▶ Stated problem:
Copy out, word for word, the part of the thread on adopting one or two children that starts at "## crazyspaniel (Sep" and ends at "attention is split.".

▶ Extract:
* begin *

# One or Two?!



## MrsD87 (Mar 26, 2016)

I was wondering what helped you to make the decision to go for one or two children when you adopted? We've been set on one but are considering a set of twins. Its really hard to know whether we will manage two children at the same time.

TIA!


----------



## crazyspaniel (Sep 12, 2012)

I guess that issomething only you will know. Depends on their age, your experience with children and also the childrens history. Good luck!


----------



## dandlebean (Feb 24, 2013)

We adopted a sibling group for several reasons; we wanted to keep siblings together, we had the space, we knew we didn't want a single child, we thought there would be more 'choice' (sounds awful saying it like that, but hopefully you get my meaning), etc. It has been a wonderful experience for us all BUT it is FAR harder than we expected it to be. In all honesty, I often wish that we'd adopted one at a time, simply because it's so much harder to bond and build attachments when your attention is split.

* end *

▶ Records shown:
* begin *

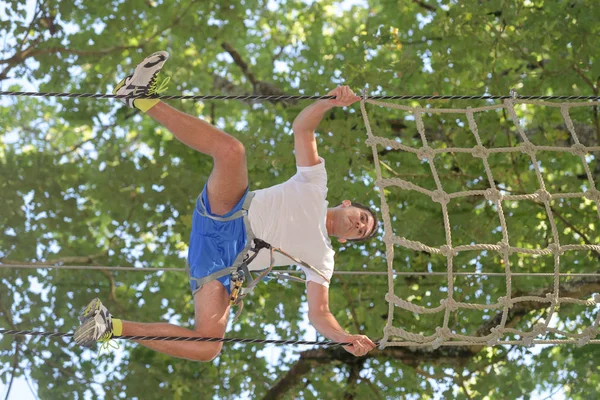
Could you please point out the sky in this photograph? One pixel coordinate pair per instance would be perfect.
(24, 389)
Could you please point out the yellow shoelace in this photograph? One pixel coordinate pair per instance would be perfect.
(106, 343)
(158, 88)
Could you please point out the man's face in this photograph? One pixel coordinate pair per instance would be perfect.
(352, 222)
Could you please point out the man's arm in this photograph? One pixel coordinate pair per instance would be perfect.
(323, 320)
(305, 124)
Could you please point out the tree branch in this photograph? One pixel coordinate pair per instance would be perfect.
(259, 87)
(424, 5)
(577, 288)
(291, 378)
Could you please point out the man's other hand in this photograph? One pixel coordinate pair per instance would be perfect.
(344, 96)
(360, 346)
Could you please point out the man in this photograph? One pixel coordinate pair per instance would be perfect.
(292, 216)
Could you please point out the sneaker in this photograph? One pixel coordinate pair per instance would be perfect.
(96, 325)
(143, 82)
(90, 310)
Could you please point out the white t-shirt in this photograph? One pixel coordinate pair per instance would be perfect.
(291, 216)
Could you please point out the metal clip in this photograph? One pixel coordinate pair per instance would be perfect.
(238, 280)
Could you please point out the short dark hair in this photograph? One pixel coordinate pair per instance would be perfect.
(375, 222)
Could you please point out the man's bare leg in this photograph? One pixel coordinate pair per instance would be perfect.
(229, 178)
(212, 309)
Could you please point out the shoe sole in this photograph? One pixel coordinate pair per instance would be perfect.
(84, 331)
(86, 312)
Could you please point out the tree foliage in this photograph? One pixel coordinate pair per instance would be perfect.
(88, 182)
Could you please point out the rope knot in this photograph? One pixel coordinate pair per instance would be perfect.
(426, 152)
(582, 341)
(448, 251)
(556, 250)
(450, 304)
(494, 336)
(439, 196)
(527, 148)
(593, 195)
(493, 195)
(505, 248)
(543, 196)
(579, 149)
(503, 300)
(443, 333)
(480, 152)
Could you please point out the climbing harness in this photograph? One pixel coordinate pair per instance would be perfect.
(239, 271)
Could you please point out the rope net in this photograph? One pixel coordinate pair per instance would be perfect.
(495, 311)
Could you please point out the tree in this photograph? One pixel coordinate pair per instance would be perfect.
(90, 182)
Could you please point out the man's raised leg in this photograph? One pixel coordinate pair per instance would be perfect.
(229, 177)
(212, 309)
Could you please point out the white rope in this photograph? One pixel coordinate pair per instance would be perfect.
(292, 271)
(443, 336)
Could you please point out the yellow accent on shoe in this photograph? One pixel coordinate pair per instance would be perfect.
(145, 104)
(106, 343)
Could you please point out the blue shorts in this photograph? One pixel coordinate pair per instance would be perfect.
(214, 245)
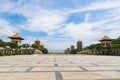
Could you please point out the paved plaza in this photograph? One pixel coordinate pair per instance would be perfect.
(59, 67)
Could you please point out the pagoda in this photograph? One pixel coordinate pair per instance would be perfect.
(106, 41)
(16, 38)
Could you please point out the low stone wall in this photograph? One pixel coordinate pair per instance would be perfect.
(115, 52)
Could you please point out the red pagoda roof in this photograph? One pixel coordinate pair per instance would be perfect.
(106, 38)
(16, 36)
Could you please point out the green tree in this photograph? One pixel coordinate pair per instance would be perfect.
(44, 50)
(73, 51)
(35, 46)
(2, 44)
(25, 46)
(1, 40)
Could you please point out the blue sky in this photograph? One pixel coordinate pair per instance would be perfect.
(60, 23)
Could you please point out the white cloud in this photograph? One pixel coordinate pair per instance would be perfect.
(98, 6)
(51, 20)
(5, 28)
(46, 21)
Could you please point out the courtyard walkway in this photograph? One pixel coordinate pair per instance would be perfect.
(59, 67)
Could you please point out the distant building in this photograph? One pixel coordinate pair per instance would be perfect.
(16, 38)
(106, 41)
(79, 46)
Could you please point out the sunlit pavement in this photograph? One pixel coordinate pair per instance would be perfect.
(59, 67)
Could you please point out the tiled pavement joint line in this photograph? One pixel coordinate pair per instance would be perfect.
(30, 68)
(109, 79)
(28, 71)
(58, 75)
(13, 65)
(94, 64)
(83, 68)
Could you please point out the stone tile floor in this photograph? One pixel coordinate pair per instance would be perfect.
(59, 67)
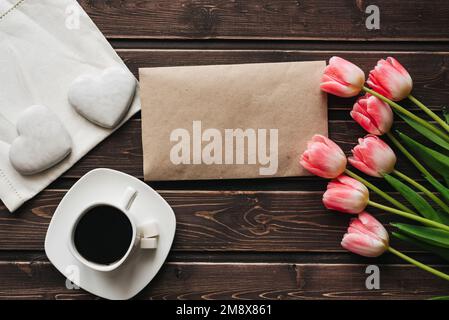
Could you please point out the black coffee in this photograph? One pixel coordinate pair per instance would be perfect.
(103, 235)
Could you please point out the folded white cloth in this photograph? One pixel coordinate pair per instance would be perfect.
(45, 45)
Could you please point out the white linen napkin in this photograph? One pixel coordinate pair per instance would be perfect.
(44, 46)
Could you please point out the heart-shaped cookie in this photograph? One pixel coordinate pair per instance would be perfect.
(103, 99)
(42, 141)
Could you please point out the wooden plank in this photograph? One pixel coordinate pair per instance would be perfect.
(414, 20)
(39, 280)
(430, 70)
(123, 151)
(275, 221)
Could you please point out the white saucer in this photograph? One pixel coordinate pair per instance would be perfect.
(141, 267)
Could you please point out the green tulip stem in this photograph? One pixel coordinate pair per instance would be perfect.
(430, 113)
(378, 191)
(409, 114)
(423, 189)
(410, 216)
(420, 265)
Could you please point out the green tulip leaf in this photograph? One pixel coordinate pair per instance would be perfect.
(415, 199)
(442, 252)
(446, 114)
(432, 236)
(424, 131)
(434, 159)
(439, 187)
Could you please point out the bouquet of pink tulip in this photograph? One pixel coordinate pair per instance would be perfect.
(388, 83)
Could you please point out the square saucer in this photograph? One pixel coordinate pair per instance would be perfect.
(139, 269)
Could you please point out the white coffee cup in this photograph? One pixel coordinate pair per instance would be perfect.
(144, 236)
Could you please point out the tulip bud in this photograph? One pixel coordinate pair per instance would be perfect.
(374, 115)
(373, 156)
(342, 78)
(390, 79)
(366, 236)
(346, 194)
(323, 157)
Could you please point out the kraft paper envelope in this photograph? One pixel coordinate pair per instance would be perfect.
(230, 121)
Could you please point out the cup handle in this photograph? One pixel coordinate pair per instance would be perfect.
(149, 233)
(128, 198)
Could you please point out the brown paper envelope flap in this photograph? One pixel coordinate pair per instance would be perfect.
(188, 112)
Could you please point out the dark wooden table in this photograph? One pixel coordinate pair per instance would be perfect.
(264, 239)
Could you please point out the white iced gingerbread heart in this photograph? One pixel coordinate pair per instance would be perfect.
(103, 99)
(42, 141)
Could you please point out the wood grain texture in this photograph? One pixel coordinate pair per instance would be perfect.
(123, 151)
(430, 70)
(231, 221)
(269, 19)
(39, 280)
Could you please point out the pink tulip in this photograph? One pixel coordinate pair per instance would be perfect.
(390, 79)
(366, 236)
(374, 115)
(323, 157)
(373, 156)
(342, 78)
(346, 195)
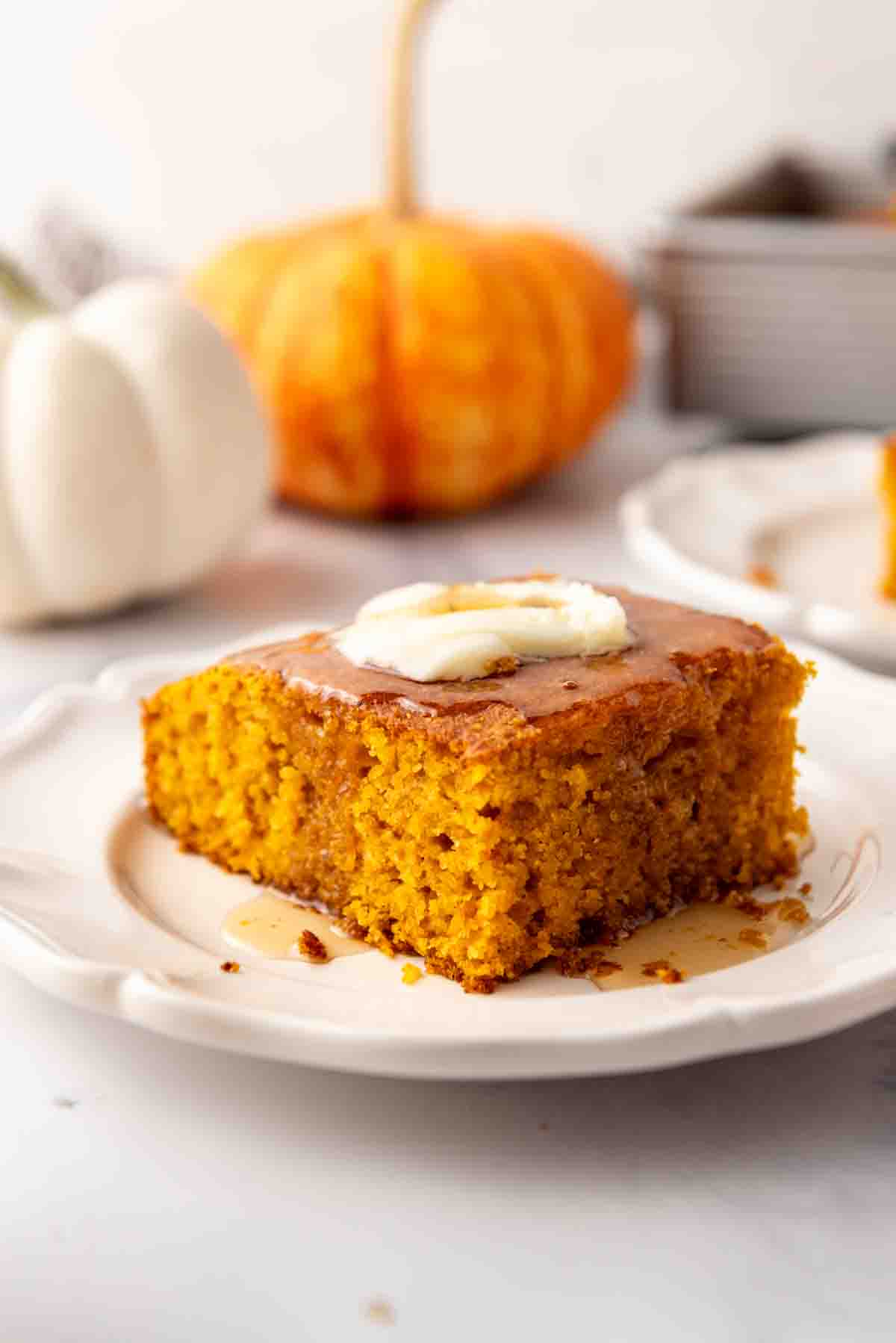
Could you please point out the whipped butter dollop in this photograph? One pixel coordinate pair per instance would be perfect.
(437, 631)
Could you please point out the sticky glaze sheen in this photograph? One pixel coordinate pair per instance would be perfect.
(665, 636)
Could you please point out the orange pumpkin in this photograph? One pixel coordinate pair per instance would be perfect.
(415, 363)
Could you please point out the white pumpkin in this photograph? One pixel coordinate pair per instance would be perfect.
(132, 453)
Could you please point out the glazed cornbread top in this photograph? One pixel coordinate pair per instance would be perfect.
(665, 639)
(438, 631)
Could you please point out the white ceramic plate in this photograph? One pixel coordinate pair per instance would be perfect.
(70, 770)
(809, 513)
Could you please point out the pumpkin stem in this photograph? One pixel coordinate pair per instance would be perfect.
(19, 294)
(401, 198)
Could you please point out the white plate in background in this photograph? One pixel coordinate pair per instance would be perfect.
(809, 513)
(70, 769)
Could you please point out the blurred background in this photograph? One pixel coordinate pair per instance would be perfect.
(175, 125)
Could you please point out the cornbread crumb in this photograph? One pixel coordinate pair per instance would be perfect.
(747, 905)
(662, 971)
(312, 949)
(763, 575)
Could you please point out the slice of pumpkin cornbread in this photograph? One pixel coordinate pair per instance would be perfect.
(494, 822)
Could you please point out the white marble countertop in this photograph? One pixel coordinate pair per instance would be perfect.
(156, 1191)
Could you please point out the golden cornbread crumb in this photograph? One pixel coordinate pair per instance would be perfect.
(484, 841)
(662, 971)
(312, 949)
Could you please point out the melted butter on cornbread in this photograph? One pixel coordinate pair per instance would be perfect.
(665, 639)
(435, 631)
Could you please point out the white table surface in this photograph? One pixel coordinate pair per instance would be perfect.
(155, 1191)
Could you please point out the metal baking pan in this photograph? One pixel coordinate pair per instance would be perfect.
(780, 294)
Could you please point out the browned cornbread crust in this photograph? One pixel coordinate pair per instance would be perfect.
(488, 825)
(887, 489)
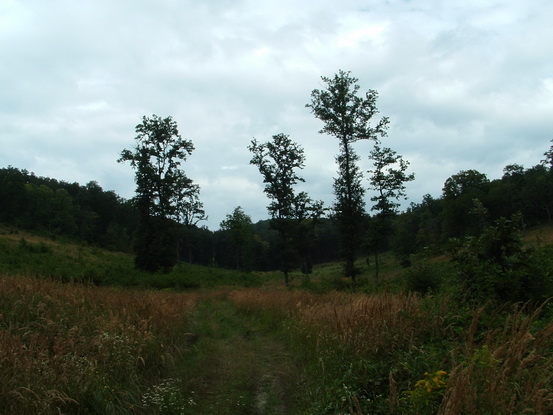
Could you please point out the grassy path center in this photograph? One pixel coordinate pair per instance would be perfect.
(236, 364)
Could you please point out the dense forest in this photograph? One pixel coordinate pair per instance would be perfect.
(98, 217)
(460, 322)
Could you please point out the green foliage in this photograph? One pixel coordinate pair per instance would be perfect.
(292, 214)
(424, 278)
(347, 117)
(496, 265)
(163, 192)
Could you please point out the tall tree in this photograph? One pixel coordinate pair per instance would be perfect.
(388, 178)
(277, 161)
(238, 226)
(157, 155)
(348, 117)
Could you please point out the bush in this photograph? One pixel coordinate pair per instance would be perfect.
(424, 278)
(497, 266)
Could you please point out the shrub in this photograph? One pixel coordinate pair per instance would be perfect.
(424, 278)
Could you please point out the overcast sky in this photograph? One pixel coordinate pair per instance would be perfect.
(467, 84)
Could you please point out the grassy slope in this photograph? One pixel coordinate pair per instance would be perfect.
(238, 351)
(26, 253)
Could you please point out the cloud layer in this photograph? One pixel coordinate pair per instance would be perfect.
(466, 84)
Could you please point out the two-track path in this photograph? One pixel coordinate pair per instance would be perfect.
(235, 364)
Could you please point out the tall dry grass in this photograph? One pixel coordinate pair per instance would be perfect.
(509, 372)
(69, 348)
(384, 344)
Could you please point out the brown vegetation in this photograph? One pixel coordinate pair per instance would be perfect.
(66, 346)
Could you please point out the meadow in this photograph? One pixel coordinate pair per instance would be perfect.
(74, 342)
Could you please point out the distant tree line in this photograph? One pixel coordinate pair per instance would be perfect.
(469, 202)
(101, 218)
(161, 224)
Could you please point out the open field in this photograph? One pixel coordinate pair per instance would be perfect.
(68, 346)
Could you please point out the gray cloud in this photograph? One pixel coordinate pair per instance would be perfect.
(466, 84)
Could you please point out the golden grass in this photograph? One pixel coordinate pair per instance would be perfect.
(510, 372)
(498, 371)
(66, 346)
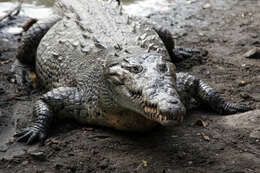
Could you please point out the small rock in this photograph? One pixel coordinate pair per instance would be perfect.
(242, 83)
(255, 134)
(254, 53)
(3, 148)
(38, 155)
(25, 162)
(207, 5)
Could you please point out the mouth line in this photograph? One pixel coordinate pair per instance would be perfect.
(151, 110)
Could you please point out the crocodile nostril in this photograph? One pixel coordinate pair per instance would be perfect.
(174, 101)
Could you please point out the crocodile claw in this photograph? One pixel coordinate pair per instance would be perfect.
(31, 135)
(236, 108)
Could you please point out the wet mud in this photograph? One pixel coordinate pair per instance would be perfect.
(204, 143)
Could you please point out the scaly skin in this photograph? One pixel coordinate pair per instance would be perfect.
(116, 72)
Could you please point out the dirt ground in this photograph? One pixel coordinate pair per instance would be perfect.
(229, 144)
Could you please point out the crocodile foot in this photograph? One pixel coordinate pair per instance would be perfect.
(20, 75)
(31, 135)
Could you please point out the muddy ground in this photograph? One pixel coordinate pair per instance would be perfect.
(226, 144)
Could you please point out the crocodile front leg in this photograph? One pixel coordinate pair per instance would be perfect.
(177, 53)
(46, 108)
(190, 86)
(26, 53)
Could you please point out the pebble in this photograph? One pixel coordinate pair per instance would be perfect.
(253, 53)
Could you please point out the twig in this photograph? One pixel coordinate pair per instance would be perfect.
(29, 23)
(13, 12)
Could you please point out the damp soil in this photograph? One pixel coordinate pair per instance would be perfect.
(205, 142)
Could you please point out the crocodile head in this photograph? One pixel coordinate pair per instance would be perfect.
(146, 85)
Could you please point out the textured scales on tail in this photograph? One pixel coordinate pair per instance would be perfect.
(113, 70)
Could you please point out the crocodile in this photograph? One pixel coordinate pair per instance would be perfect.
(102, 67)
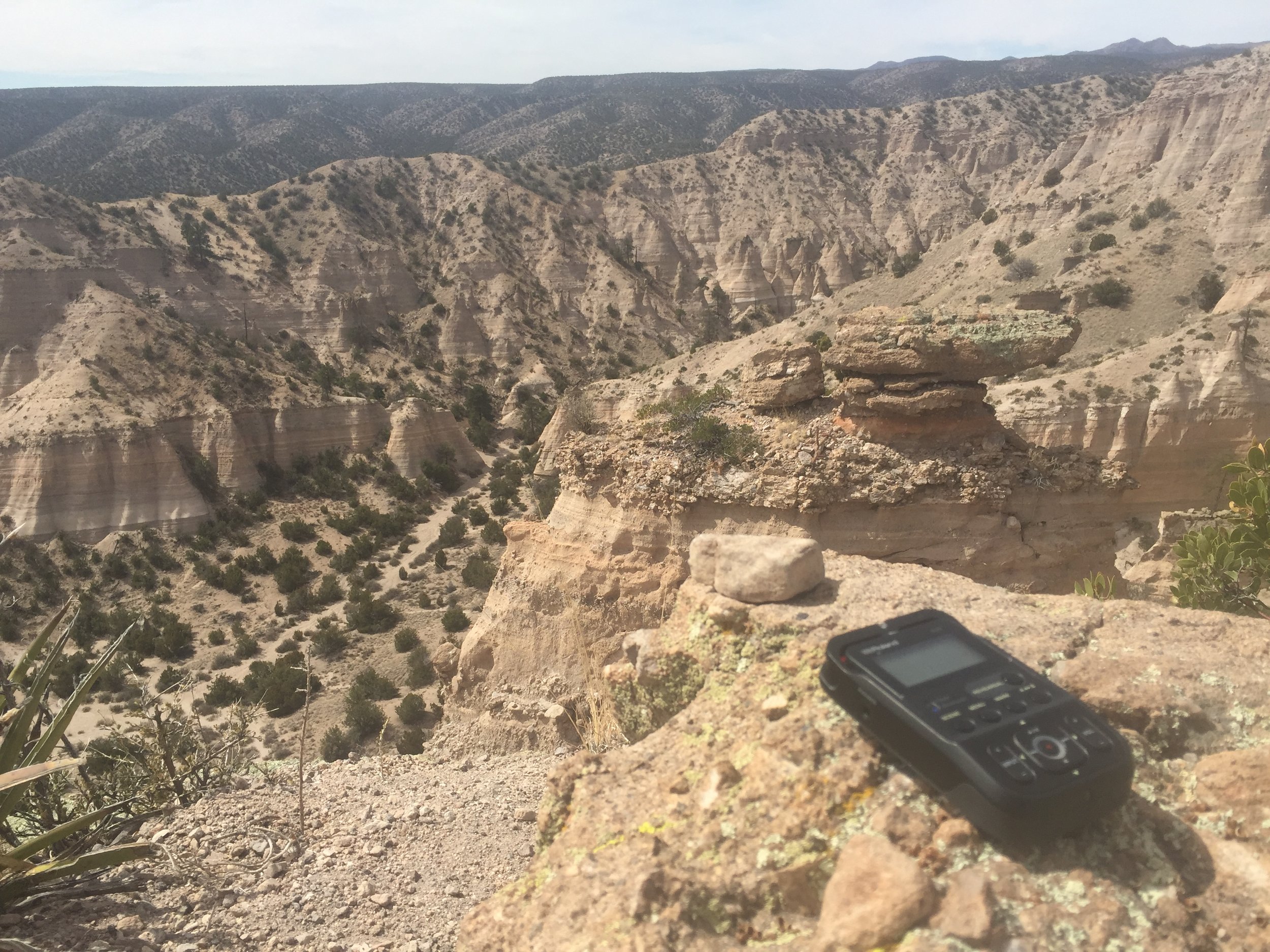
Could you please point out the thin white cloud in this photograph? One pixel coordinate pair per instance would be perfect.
(501, 41)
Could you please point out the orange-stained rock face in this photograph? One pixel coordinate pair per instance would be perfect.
(733, 822)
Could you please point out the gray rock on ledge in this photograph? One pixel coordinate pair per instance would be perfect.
(756, 569)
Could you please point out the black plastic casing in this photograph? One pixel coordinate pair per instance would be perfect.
(976, 733)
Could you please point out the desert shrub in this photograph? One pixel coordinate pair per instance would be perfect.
(370, 615)
(223, 692)
(1110, 292)
(364, 716)
(371, 684)
(298, 531)
(329, 590)
(481, 570)
(690, 419)
(293, 570)
(1210, 291)
(405, 639)
(906, 263)
(1223, 568)
(453, 531)
(328, 640)
(418, 667)
(336, 745)
(410, 742)
(412, 710)
(245, 646)
(1022, 270)
(454, 620)
(278, 687)
(1096, 220)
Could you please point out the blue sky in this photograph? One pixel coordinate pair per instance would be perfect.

* end *

▶ Solution:
## crazyspaniel (Sep 12, 2012)

I guess that issomething only you will know. Depends on their age, your experience with children and also the childrens history. Good luck!


----------



## dandlebean (Feb 24, 2013)

We adopted a sibling group for several reasons; we wanted to keep siblings together, we had the space, we knew we didn't want a single child, we thought there would be more 'choice' (sounds awful saying it like that, but hopefully you get my meaning), etc. It has been a wonderful experience for us all BUT it is FAR harder than we expected it to be. In all honesty, I often wish that we'd adopted one at a time, simply because it's so much harder to bond and build attachments when your attention is split.